Your goal
Give back every line of the listing below that contains the word "tree".
★ ★ ★ ★
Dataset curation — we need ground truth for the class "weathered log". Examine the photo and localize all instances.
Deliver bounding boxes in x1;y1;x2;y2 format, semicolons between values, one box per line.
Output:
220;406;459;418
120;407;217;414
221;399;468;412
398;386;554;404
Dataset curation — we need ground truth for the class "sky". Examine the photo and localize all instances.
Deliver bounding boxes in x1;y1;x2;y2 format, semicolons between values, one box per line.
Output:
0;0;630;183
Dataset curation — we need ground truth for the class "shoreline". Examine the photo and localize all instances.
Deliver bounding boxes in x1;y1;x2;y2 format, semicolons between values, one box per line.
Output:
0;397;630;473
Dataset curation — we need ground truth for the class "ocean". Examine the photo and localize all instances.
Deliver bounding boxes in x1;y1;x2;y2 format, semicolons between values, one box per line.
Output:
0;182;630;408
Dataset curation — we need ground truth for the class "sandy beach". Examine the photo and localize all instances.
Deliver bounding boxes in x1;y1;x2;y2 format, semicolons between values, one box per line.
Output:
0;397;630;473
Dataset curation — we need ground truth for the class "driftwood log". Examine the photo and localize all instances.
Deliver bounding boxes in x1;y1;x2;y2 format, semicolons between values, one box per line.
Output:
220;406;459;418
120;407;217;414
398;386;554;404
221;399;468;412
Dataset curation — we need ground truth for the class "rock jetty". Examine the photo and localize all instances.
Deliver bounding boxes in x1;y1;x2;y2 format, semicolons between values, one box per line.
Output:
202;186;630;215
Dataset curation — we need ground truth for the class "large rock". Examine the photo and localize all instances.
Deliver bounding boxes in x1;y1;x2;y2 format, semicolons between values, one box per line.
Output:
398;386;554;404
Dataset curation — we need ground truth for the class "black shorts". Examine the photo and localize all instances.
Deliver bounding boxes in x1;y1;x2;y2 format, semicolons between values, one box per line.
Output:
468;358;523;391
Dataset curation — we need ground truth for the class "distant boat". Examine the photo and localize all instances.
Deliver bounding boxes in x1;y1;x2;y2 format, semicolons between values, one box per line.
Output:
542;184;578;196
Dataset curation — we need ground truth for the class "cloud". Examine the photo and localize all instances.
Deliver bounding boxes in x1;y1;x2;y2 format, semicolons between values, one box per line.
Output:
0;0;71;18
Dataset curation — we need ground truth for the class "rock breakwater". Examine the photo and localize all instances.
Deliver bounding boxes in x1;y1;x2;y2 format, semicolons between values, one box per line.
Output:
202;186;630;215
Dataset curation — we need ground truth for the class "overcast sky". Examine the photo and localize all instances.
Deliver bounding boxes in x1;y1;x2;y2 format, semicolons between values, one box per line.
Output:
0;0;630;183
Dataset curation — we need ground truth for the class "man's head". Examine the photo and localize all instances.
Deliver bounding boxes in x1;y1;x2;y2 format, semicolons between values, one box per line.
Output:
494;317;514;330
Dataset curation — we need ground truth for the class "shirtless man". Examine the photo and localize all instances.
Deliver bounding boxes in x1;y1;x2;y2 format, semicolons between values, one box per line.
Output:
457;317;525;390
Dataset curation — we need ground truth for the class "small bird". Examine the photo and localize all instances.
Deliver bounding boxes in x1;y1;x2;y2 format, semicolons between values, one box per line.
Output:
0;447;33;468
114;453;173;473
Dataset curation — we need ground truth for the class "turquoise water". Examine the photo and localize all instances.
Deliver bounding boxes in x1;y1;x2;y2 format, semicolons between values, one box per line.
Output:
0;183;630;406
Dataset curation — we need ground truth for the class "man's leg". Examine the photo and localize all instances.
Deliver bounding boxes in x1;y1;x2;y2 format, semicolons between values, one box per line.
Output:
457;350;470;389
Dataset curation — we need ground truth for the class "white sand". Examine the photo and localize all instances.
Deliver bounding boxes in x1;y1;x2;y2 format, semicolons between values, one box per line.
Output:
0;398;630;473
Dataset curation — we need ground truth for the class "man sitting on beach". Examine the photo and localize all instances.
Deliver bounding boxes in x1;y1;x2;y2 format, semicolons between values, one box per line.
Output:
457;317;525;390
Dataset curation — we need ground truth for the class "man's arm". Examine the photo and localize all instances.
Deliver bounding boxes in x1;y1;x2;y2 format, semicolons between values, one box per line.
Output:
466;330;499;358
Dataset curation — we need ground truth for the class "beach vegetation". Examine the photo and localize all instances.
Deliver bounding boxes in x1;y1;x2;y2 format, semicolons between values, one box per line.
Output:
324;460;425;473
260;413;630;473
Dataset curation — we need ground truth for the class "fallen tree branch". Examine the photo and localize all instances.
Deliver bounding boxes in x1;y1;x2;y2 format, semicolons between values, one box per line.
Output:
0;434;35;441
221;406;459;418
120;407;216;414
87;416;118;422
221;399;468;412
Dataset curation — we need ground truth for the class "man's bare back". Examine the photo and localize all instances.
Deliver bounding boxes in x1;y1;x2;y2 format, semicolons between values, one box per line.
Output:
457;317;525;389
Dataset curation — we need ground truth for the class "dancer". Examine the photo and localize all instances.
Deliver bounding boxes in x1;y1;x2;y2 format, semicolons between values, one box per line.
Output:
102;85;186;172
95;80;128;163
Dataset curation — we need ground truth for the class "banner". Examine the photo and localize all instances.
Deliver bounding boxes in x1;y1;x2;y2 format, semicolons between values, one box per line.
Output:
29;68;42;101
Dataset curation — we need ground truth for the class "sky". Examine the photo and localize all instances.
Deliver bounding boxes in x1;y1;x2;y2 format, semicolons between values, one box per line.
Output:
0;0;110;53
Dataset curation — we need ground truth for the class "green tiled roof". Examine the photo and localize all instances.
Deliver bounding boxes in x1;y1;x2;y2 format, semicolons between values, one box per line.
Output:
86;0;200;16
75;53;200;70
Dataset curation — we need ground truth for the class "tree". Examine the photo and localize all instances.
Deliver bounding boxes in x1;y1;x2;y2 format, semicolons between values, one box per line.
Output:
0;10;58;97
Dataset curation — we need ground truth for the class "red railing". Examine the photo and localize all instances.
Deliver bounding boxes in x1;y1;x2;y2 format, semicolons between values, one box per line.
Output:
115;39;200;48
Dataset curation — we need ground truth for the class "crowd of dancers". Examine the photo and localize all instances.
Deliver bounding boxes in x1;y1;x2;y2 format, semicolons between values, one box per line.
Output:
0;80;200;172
★ ★ ★ ★
Solution below
Dataset curation — we need ground truth for the class "fallen tree branch". Examine the photo and localize all instances.
Dataset curation — we need ground truth for the class "tree". Examine the photo and localize all instances.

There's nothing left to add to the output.